[DATA PROVIDED — start]
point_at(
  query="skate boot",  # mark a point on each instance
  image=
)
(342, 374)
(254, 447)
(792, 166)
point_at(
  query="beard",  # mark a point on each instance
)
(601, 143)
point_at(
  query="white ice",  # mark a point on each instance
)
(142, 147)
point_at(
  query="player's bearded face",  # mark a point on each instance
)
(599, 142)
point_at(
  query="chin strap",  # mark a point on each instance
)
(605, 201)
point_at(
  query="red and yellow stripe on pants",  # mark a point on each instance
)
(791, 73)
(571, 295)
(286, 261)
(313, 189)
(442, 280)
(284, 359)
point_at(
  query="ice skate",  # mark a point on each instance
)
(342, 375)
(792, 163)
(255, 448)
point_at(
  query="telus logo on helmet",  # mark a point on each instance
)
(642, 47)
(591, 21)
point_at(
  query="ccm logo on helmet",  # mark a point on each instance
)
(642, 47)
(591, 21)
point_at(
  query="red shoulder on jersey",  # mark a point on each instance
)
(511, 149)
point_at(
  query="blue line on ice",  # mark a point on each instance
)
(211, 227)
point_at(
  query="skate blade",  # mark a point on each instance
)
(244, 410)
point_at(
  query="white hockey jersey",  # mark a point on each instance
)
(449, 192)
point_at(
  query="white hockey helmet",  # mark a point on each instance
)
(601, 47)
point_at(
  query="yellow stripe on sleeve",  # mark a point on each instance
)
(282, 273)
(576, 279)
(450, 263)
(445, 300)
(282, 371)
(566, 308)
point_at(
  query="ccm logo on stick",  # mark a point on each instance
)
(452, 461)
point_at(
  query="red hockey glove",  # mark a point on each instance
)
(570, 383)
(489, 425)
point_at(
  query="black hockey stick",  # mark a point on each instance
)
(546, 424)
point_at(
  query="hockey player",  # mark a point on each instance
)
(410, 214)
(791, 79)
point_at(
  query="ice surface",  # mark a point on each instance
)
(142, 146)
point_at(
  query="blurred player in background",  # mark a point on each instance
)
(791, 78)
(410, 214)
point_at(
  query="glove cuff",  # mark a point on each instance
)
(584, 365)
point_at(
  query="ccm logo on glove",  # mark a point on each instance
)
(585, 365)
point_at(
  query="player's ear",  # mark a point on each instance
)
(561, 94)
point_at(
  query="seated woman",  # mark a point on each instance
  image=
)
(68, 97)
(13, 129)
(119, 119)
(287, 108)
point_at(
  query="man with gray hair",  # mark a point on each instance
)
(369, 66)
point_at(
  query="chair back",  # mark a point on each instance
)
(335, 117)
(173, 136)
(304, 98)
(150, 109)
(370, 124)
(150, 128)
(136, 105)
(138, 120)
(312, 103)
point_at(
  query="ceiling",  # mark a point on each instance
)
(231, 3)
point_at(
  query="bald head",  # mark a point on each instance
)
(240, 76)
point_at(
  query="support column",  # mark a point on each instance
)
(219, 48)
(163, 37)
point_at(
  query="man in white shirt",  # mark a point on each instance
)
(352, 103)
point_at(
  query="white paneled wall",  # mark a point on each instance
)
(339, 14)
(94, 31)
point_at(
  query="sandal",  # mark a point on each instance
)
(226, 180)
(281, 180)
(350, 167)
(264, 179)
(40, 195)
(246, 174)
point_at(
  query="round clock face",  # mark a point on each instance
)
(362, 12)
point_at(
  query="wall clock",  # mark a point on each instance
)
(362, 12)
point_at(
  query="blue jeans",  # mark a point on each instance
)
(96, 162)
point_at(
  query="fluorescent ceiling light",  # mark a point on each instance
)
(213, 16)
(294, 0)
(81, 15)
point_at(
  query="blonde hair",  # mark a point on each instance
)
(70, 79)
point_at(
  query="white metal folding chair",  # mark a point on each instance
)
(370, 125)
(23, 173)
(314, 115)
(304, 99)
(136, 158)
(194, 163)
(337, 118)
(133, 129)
[DATA PROVIDED — finish]
Each line of the data above that contains the word "ceiling" counts once; report the total and add nothing.

§ EXERCISE RESPONSE
2